**INSTRUCTIONS TO FOLLOW**
Wherever the string "style" appears in a line of the listing below, report that line.
#### PROVIDED ENTRIES ####
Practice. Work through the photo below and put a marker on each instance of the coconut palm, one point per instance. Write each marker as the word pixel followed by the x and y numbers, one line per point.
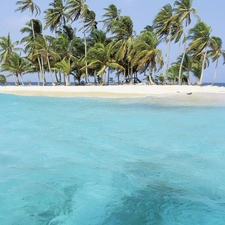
pixel 31 6
pixel 44 50
pixel 111 16
pixel 17 67
pixel 55 17
pixel 200 41
pixel 147 55
pixel 90 23
pixel 163 25
pixel 3 79
pixel 100 58
pixel 7 47
pixel 124 41
pixel 216 52
pixel 65 66
pixel 76 9
pixel 184 11
pixel 33 28
pixel 98 36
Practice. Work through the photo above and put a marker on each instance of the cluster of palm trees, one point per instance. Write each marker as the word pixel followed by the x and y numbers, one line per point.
pixel 115 49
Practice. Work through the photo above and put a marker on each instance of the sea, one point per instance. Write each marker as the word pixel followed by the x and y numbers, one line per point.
pixel 128 161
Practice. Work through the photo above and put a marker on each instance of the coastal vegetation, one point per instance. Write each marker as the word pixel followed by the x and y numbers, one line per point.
pixel 109 49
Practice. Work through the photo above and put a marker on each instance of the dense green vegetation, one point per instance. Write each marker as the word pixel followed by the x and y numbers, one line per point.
pixel 114 50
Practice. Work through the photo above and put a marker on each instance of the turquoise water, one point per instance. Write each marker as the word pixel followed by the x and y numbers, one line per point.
pixel 110 162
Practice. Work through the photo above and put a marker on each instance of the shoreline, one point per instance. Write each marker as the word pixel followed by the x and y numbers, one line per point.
pixel 174 94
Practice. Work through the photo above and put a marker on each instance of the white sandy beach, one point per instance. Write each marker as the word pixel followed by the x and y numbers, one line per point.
pixel 198 94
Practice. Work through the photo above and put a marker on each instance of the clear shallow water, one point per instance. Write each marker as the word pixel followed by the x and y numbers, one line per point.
pixel 99 161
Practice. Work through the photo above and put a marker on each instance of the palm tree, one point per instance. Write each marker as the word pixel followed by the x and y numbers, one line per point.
pixel 34 9
pixel 33 28
pixel 183 11
pixel 77 9
pixel 44 50
pixel 163 25
pixel 28 4
pixel 216 52
pixel 3 79
pixel 111 16
pixel 147 55
pixel 90 23
pixel 200 41
pixel 65 66
pixel 100 58
pixel 7 47
pixel 55 17
pixel 17 66
pixel 98 36
pixel 124 41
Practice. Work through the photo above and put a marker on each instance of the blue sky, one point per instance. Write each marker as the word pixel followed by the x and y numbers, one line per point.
pixel 142 13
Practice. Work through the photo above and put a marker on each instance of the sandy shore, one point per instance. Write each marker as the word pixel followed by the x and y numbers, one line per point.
pixel 197 94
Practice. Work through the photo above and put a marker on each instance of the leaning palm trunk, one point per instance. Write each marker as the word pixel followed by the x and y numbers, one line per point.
pixel 43 72
pixel 131 74
pixel 50 71
pixel 203 67
pixel 151 82
pixel 67 80
pixel 40 63
pixel 15 79
pixel 182 60
pixel 168 58
pixel 85 53
pixel 215 72
pixel 21 78
pixel 38 78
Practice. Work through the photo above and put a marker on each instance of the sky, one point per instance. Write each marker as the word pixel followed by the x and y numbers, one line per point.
pixel 142 12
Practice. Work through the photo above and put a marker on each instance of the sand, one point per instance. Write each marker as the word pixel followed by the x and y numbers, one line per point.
pixel 181 94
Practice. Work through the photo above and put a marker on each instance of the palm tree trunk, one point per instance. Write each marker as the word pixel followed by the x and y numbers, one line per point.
pixel 182 61
pixel 50 71
pixel 151 82
pixel 85 53
pixel 108 75
pixel 14 77
pixel 38 78
pixel 21 79
pixel 203 67
pixel 43 72
pixel 215 72
pixel 131 74
pixel 168 57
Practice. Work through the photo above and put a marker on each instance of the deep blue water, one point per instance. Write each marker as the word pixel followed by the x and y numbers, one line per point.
pixel 110 162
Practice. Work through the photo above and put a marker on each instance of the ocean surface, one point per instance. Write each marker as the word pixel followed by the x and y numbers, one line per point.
pixel 86 161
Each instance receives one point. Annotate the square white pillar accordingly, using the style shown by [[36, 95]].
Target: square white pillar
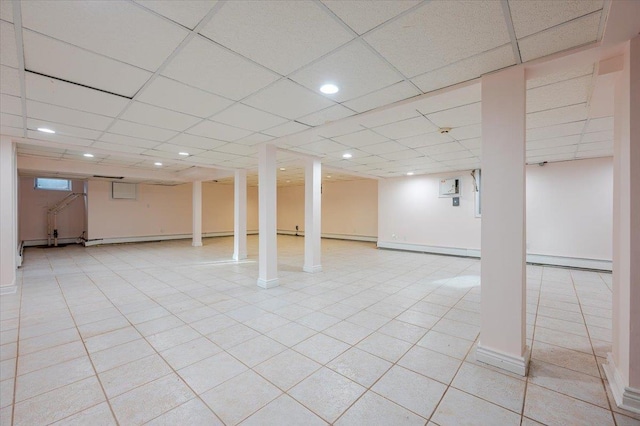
[[623, 363], [8, 215], [312, 215], [197, 214], [240, 215], [267, 211], [503, 306]]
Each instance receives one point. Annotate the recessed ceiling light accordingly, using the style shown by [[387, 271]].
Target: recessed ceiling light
[[329, 89]]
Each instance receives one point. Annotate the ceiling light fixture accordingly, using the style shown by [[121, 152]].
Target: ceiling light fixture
[[329, 89]]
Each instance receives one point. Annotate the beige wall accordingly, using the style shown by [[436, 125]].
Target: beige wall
[[349, 208], [163, 210], [32, 211]]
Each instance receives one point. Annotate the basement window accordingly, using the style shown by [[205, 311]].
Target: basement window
[[53, 184]]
####
**REPLY**
Each instance receives one point. Annotate the square white pillar accordingly, using the style shown by [[36, 95]].
Each instance receives one point. Annotate the recessed ceiling light accordingly, using the style shown by [[387, 271]].
Each instance receives one point. Annotate the ceiling light fixture accordingly, using the style shown by [[121, 152]].
Each instance receives one point. Annotate the beige wall accordingly, using the style shown by [[436, 125]].
Each instance receives one point. Annotate the basement window accordingly, using the style shown by [[205, 311]].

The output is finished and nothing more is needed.